WHAT TO DO: In the post on rebooting after power loss, write out the part that opens with the words "Constant rebooting after" and closes with "modern SATA drives?", changing "rebooting" to "restarting".

PASSAGE PROVIDED:
^^^^

Constant rebooting after power loss
Matthew Dillon
dillon at apollo.backplane.com
Mon Apr 4 01:46:09 UTC 2011
:> Do you know if that's changed at all with NCQ on modern SATA drives?
:> I've seen people commenting that using tags recovers most, if not all,
:> of the performance lost by disabling the write cache.
:...
I've never tried that combination. Theoretically the 32 tags SATA
supports would just barely be enough for sequential write service
loads but I really doubt it would be enough for mixed service loads
and you would be blowing up your read performance to achieve even
that due to the length of time the tags stay busy with writes.
With some driver massaging, such as partitioning the tag space
and dedicating a specific number of tags for writing, read performance
could probably be maintained but write performance (with caches off)
would definitely still suffer. It might not horrible, though.

^^^^

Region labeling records
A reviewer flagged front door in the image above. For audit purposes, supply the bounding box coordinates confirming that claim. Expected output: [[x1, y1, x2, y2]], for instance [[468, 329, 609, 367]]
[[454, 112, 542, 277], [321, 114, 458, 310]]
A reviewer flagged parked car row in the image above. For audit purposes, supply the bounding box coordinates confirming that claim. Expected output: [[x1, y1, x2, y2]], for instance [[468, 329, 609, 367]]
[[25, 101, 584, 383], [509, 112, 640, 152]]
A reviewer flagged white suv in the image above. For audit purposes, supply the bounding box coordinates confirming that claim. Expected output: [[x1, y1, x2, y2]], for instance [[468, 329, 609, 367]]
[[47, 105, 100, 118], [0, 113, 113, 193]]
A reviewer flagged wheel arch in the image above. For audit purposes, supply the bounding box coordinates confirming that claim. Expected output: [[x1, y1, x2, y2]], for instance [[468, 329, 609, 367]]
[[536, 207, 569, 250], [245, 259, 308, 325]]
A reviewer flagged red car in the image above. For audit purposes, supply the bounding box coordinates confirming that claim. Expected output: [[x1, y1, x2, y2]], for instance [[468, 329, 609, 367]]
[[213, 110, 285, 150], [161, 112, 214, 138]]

^^^^

CORRECT ANSWER:
Constant restarting after power loss
Matthew Dillon
dillon at apollo.backplane.com
Mon Apr 4 01:46:09 UTC 2011
:> Do you know if that's changed at all with NCQ on modern SATA drives?